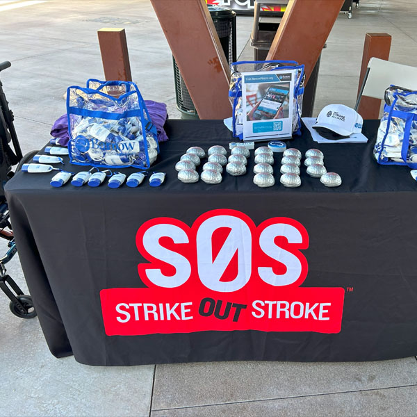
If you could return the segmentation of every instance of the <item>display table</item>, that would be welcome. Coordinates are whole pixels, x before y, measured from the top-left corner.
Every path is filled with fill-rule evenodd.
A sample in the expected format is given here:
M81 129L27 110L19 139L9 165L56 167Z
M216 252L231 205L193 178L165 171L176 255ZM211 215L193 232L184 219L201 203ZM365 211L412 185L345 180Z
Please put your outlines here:
M107 366L416 354L417 183L376 163L377 126L364 124L367 144L318 145L305 129L288 142L320 149L337 188L304 166L286 188L281 156L259 188L253 151L243 177L183 184L174 167L190 146L228 147L221 121L167 122L159 188L53 188L53 173L18 172L6 197L52 354Z

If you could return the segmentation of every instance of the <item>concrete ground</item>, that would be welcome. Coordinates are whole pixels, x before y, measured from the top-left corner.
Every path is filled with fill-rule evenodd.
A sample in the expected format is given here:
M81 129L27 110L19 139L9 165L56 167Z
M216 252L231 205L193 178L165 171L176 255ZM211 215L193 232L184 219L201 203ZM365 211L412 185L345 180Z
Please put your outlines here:
M354 106L366 32L390 33L391 60L417 66L416 0L361 3L352 19L339 16L327 40L316 114L330 103ZM238 19L239 51L251 24L250 17ZM144 97L167 103L170 117L178 116L170 49L149 1L0 0L0 61L13 63L1 80L24 153L49 139L65 112L68 85L103 78L97 31L106 26L126 28ZM7 266L24 288L18 256ZM38 319L12 315L2 293L0 316L1 416L417 415L415 357L95 368L54 358Z

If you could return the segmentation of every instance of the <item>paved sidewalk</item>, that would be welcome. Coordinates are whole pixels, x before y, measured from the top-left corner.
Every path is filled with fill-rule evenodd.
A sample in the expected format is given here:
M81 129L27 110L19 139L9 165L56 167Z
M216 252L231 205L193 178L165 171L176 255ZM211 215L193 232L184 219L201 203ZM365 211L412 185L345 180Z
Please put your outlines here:
M339 16L323 51L316 114L330 103L354 105L366 32L390 33L391 60L417 66L416 0L361 3L352 19ZM179 116L170 51L148 0L0 0L0 61L13 64L1 80L24 153L49 138L51 124L65 113L68 85L103 78L102 27L126 28L144 97L167 103L170 117ZM252 17L238 17L239 51L251 27ZM7 266L26 289L18 257ZM0 315L0 416L417 416L414 357L90 367L54 358L38 318L12 315L2 293Z

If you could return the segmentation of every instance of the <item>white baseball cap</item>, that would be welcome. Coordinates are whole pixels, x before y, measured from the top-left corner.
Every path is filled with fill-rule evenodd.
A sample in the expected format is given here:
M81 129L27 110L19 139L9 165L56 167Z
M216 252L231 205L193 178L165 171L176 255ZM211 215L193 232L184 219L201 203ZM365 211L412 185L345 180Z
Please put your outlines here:
M342 136L362 131L363 119L353 108L343 104L329 104L318 115L313 128L322 127Z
────────
▶ [What is expected]: Turn the listing above into a JSON list of strings, one string per line and skipping blank lines. Leave out the pictures.

▶ [Solution for this task]:
[
  "If you could return the segmentation of every instance of the <item>display table</item>, that would be welcome. Coordinates are whole pixels, x before y, measured from the top-left corner.",
  "Every path is filled with fill-rule evenodd.",
  "A sample in the expected format is given here:",
  "M81 129L27 110L19 139L9 165L56 167Z",
  "M216 252L231 205L193 178L165 171L176 255ZM211 215L193 232L184 219L201 203ZM365 211L412 185L345 180Z",
  "Please put your outlines here:",
  "M107 366L416 354L417 183L376 163L377 126L364 124L367 144L318 145L305 129L288 142L320 149L337 188L304 166L286 188L281 156L259 188L253 151L243 177L183 184L174 167L190 146L228 147L221 121L167 122L159 188L53 188L53 173L18 172L6 197L52 354Z",
  "If you could return the segmentation of every instance of the <item>concrete ground</item>, that would be welcome. Coordinates are whole pixels, x before y, measured from the top-left corner.",
  "Every path is filled with fill-rule evenodd.",
  "A sample in the expected format is given here:",
  "M81 129L27 110L19 139L9 165L56 167Z",
  "M216 252L231 205L193 178L165 171L176 255ZM211 215L193 232L184 219L201 203ZM365 211L412 185L345 180Z",
  "Please put your outlines here:",
  "M354 106L366 32L390 33L391 60L417 66L416 0L361 3L352 19L339 16L327 40L316 114L330 103ZM238 19L239 51L251 24L250 17ZM144 97L167 103L170 117L178 116L170 49L149 1L0 0L0 61L13 63L1 80L24 153L49 139L65 112L68 85L103 78L97 31L106 26L126 28ZM7 266L24 288L18 256ZM38 319L12 315L2 293L0 316L1 416L417 415L415 357L95 368L54 358Z",
  "If you could return the segmentation of every instance of the <item>paved sidewalk</item>, that would be welcome. Coordinates are whole pixels, x before y, measured from the top-left corner.",
  "Every path is filled with fill-rule evenodd.",
  "A sample in the expected format is given here:",
  "M81 129L27 110L19 139L9 165L56 167Z",
  "M216 252L231 205L193 178L165 171L176 255ZM211 215L193 232L184 219L201 203ZM365 211L412 185L345 180Z",
  "Please put your outlines here:",
  "M339 16L323 51L316 114L330 103L354 105L366 32L390 33L391 60L417 66L416 0L361 3L352 19ZM179 116L170 51L148 0L0 0L0 61L13 64L1 80L24 153L49 138L51 124L65 113L68 85L103 78L102 27L126 28L144 97L167 103L170 117ZM252 17L238 17L239 51L251 27ZM7 266L26 289L18 257ZM0 315L0 416L417 416L414 357L90 367L54 358L38 318L12 315L2 293Z",
  "If you could return the segmentation of every instance of the <item>white baseball cap</item>, that would be welcome. Coordinates are whole pixels, x before y, measured from the top-left corner.",
  "Every path is filled with fill-rule evenodd.",
  "A sample in the expected format is given here:",
  "M81 129L27 110L19 139L9 165L56 167Z",
  "M216 252L231 205L193 178L165 171L176 255ZM211 215L193 232L184 219L201 203ZM365 211L412 185L345 180Z",
  "Please put your outlines here:",
  "M342 136L362 131L363 119L353 108L343 104L329 104L318 115L313 128L322 127Z"
]